• Instructions for the task: Which lines in the items below contain the string "hand", with uppercase and lowercase counted as different? Find each one and copy it out in full.

____

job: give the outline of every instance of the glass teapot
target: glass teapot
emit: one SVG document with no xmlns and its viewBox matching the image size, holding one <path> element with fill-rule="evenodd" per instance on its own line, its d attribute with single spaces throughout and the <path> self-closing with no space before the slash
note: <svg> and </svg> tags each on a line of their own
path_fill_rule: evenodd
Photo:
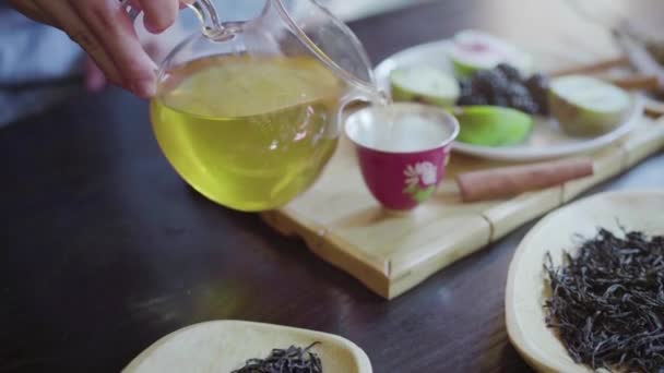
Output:
<svg viewBox="0 0 664 373">
<path fill-rule="evenodd" d="M 261 15 L 202 25 L 161 63 L 151 121 L 166 158 L 229 208 L 278 208 L 307 190 L 336 148 L 344 107 L 381 95 L 356 36 L 313 0 L 266 0 Z M 124 4 L 135 19 L 139 12 Z"/>
</svg>

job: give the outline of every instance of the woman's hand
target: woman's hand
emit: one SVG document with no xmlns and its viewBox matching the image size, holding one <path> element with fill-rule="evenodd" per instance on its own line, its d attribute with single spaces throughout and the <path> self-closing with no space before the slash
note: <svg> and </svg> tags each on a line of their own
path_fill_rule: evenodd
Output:
<svg viewBox="0 0 664 373">
<path fill-rule="evenodd" d="M 144 98 L 156 89 L 156 65 L 119 0 L 10 0 L 26 16 L 66 32 L 111 83 Z M 179 0 L 133 0 L 145 28 L 158 34 L 176 20 Z"/>
</svg>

____

• Output for this task:
job: give the outline of every instance of the woman's hand
target: woman's hand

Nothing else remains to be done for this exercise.